> **Task details**
Read the records below. Copy each line where the string "beetle" occurs.

== Raw data

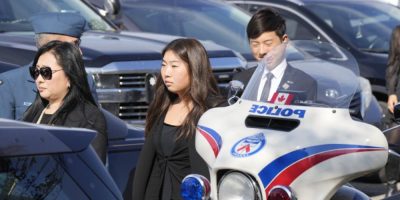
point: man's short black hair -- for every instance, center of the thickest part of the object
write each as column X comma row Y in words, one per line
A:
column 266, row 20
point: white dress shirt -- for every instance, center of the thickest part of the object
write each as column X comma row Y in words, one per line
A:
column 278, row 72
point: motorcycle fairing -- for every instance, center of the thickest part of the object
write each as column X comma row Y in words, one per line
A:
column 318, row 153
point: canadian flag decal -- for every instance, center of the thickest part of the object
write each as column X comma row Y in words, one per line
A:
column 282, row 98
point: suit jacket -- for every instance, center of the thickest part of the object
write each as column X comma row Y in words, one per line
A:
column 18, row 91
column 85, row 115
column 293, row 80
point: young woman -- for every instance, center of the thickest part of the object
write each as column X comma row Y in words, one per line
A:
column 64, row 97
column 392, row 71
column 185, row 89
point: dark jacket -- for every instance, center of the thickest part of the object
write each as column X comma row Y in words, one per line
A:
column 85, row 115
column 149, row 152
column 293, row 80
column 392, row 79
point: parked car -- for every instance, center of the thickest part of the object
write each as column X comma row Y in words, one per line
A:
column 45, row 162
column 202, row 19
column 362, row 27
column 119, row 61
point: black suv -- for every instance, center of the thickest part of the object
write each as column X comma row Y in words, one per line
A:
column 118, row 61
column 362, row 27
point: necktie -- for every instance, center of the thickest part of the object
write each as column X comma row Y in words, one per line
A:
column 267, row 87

====
== Raw data

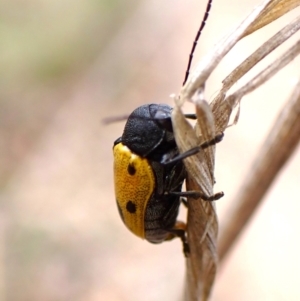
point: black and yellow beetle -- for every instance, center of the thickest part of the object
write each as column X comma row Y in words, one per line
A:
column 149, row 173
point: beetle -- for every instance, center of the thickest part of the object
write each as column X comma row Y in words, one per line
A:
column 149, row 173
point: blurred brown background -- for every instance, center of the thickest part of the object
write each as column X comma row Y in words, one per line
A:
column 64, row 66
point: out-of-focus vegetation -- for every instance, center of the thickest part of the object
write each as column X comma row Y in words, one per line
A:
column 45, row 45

====
== Raw data

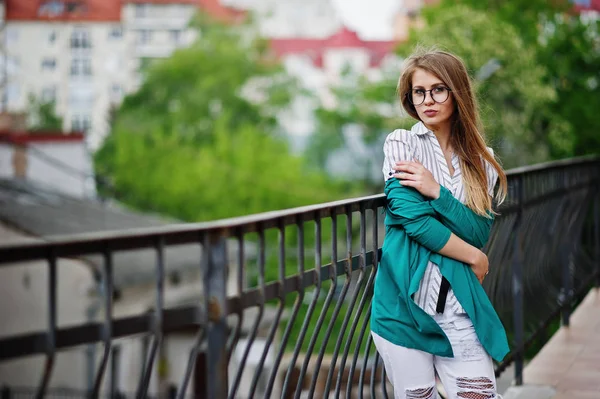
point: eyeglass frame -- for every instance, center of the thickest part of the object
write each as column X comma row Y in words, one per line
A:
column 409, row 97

====

> **Response area**
point: black and yellow beetle -- for every instance, center of the thickest part of the object
point: beetle -- for every instance, center of the thickest part of the object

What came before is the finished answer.